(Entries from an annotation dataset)

○ ○ ○ ○

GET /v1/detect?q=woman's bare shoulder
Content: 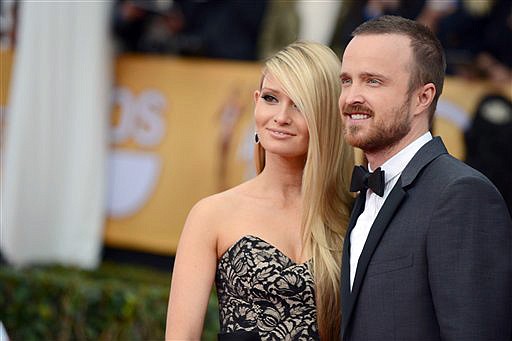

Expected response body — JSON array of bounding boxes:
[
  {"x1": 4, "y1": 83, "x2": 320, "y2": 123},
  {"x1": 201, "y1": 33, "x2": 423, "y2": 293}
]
[{"x1": 188, "y1": 182, "x2": 255, "y2": 224}]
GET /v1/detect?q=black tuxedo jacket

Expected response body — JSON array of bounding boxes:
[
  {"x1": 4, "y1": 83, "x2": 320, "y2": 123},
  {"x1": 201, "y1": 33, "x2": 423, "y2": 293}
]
[{"x1": 341, "y1": 138, "x2": 512, "y2": 341}]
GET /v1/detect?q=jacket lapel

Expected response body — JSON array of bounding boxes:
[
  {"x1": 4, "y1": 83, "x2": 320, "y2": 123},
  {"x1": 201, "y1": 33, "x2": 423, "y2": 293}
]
[
  {"x1": 341, "y1": 180, "x2": 405, "y2": 331},
  {"x1": 341, "y1": 137, "x2": 447, "y2": 335},
  {"x1": 341, "y1": 192, "x2": 366, "y2": 324}
]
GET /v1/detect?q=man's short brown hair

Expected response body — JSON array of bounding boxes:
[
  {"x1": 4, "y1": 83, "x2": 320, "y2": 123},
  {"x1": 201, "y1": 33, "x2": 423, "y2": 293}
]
[{"x1": 352, "y1": 15, "x2": 446, "y2": 123}]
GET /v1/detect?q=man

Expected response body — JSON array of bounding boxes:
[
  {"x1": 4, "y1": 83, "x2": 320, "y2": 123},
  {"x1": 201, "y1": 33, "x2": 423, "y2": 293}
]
[{"x1": 339, "y1": 16, "x2": 512, "y2": 341}]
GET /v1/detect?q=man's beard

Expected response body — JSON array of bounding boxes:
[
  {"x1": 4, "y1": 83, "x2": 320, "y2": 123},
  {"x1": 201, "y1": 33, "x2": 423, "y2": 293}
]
[{"x1": 344, "y1": 99, "x2": 411, "y2": 153}]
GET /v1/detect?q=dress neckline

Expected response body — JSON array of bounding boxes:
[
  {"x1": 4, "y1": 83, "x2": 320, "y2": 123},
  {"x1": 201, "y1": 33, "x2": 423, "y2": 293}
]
[{"x1": 218, "y1": 234, "x2": 312, "y2": 266}]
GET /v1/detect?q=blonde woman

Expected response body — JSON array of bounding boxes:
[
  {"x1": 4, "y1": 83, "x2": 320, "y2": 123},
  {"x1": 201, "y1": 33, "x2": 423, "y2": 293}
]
[{"x1": 166, "y1": 42, "x2": 354, "y2": 340}]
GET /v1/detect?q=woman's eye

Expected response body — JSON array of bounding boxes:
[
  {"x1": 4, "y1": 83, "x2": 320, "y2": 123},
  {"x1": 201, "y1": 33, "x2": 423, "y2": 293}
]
[{"x1": 261, "y1": 95, "x2": 277, "y2": 103}]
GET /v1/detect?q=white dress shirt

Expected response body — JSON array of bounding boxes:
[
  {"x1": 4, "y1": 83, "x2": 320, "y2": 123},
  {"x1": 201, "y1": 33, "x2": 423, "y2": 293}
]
[{"x1": 350, "y1": 132, "x2": 432, "y2": 290}]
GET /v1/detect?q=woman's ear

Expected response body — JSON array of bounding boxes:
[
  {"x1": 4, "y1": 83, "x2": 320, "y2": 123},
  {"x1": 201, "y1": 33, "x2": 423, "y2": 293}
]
[{"x1": 254, "y1": 90, "x2": 260, "y2": 104}]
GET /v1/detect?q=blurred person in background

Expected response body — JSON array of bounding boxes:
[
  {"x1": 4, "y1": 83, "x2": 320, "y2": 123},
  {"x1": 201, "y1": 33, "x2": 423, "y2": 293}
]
[
  {"x1": 417, "y1": 0, "x2": 512, "y2": 83},
  {"x1": 113, "y1": 0, "x2": 267, "y2": 60},
  {"x1": 166, "y1": 42, "x2": 354, "y2": 340}
]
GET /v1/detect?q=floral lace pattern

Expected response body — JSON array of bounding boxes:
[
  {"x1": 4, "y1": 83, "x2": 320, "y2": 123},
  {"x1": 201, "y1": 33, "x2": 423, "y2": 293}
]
[{"x1": 215, "y1": 236, "x2": 319, "y2": 340}]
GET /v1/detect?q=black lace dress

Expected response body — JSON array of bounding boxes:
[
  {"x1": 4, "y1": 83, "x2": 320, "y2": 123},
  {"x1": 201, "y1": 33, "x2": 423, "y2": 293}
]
[{"x1": 215, "y1": 236, "x2": 319, "y2": 341}]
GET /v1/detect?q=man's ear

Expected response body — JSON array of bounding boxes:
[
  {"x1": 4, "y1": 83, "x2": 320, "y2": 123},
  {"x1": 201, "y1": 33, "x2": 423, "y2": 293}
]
[{"x1": 414, "y1": 83, "x2": 436, "y2": 115}]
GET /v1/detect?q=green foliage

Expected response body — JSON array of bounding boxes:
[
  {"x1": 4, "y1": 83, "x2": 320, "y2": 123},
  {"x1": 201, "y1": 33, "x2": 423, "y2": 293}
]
[{"x1": 0, "y1": 264, "x2": 218, "y2": 341}]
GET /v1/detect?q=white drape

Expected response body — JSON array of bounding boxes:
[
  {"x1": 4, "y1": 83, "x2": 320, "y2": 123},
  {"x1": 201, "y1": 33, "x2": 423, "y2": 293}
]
[{"x1": 1, "y1": 1, "x2": 112, "y2": 268}]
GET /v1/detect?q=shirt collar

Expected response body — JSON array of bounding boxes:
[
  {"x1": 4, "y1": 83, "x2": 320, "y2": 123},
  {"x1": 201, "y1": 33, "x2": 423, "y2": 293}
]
[{"x1": 368, "y1": 131, "x2": 432, "y2": 184}]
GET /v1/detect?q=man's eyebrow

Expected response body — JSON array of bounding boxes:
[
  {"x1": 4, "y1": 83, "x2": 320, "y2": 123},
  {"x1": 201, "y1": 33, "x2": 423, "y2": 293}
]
[
  {"x1": 359, "y1": 72, "x2": 388, "y2": 80},
  {"x1": 340, "y1": 72, "x2": 388, "y2": 79}
]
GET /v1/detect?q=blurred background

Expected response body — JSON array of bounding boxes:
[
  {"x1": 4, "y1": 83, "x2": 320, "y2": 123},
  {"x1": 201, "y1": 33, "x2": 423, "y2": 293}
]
[{"x1": 0, "y1": 0, "x2": 512, "y2": 341}]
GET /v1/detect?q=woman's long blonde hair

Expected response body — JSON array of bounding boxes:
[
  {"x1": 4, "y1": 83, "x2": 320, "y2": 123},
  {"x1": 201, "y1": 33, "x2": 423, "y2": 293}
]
[{"x1": 256, "y1": 42, "x2": 354, "y2": 340}]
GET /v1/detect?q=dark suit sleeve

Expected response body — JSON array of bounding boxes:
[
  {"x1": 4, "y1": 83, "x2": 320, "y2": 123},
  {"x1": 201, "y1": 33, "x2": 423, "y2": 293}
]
[{"x1": 427, "y1": 176, "x2": 512, "y2": 341}]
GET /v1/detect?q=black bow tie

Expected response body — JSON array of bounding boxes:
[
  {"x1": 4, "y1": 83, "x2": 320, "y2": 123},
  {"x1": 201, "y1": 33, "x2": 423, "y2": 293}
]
[{"x1": 350, "y1": 166, "x2": 386, "y2": 197}]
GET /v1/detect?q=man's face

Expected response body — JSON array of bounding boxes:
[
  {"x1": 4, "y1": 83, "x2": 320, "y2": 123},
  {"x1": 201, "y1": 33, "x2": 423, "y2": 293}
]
[{"x1": 339, "y1": 34, "x2": 412, "y2": 153}]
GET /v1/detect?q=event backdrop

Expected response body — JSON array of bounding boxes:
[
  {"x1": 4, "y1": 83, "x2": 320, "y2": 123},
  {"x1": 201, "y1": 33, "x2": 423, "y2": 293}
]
[{"x1": 0, "y1": 52, "x2": 512, "y2": 254}]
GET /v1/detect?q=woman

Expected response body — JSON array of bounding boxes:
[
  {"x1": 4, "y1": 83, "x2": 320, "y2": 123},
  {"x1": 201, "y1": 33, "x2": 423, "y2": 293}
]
[{"x1": 166, "y1": 42, "x2": 354, "y2": 340}]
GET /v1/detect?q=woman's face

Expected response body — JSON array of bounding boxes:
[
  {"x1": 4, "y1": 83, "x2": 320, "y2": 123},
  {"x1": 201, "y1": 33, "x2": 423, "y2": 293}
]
[{"x1": 254, "y1": 74, "x2": 309, "y2": 158}]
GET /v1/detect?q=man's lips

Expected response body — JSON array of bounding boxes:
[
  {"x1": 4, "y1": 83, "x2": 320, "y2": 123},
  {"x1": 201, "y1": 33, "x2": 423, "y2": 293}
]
[{"x1": 345, "y1": 112, "x2": 371, "y2": 121}]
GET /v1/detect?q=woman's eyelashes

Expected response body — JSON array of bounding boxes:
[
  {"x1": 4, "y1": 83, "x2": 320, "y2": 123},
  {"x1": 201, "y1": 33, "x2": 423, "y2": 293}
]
[{"x1": 261, "y1": 94, "x2": 278, "y2": 103}]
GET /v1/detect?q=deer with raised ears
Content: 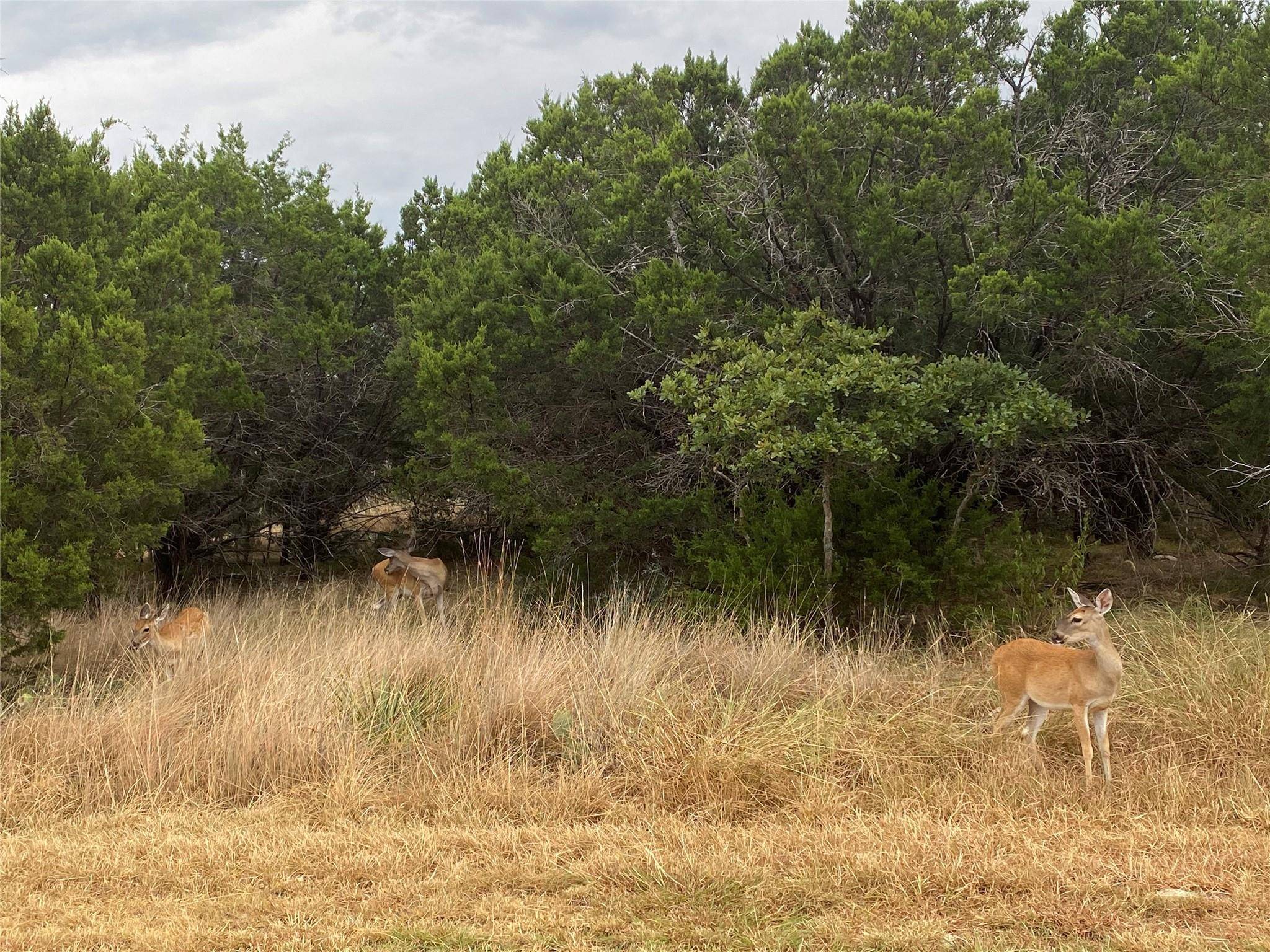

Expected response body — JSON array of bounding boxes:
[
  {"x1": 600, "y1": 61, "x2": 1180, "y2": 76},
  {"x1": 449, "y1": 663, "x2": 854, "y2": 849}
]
[
  {"x1": 371, "y1": 536, "x2": 450, "y2": 622},
  {"x1": 992, "y1": 589, "x2": 1124, "y2": 783},
  {"x1": 130, "y1": 602, "x2": 208, "y2": 677}
]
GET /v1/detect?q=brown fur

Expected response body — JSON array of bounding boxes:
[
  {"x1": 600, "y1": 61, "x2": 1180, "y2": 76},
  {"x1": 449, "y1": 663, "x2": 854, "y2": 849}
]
[
  {"x1": 132, "y1": 602, "x2": 211, "y2": 676},
  {"x1": 992, "y1": 589, "x2": 1124, "y2": 783},
  {"x1": 371, "y1": 550, "x2": 450, "y2": 619}
]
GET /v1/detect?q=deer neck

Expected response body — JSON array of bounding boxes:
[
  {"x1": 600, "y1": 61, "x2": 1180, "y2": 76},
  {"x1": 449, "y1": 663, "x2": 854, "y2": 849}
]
[{"x1": 1090, "y1": 622, "x2": 1124, "y2": 684}]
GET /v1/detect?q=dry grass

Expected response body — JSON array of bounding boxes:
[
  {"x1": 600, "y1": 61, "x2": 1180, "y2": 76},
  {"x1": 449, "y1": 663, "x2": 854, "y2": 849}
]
[{"x1": 0, "y1": 585, "x2": 1270, "y2": 950}]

○ ○ ○ ○

Problem details » Copy the records from the line containing "GET /v1/detect?q=dry grass" through the end of the records, swapping "Expected" for "Sample" and leaving everything else unchanged.

Task output »
GET /v1/detect?q=dry grass

Sample response body — JSON array of bounding boxes:
[
  {"x1": 600, "y1": 61, "x2": 1180, "y2": 76},
  {"x1": 449, "y1": 663, "x2": 854, "y2": 849}
]
[{"x1": 0, "y1": 585, "x2": 1270, "y2": 950}]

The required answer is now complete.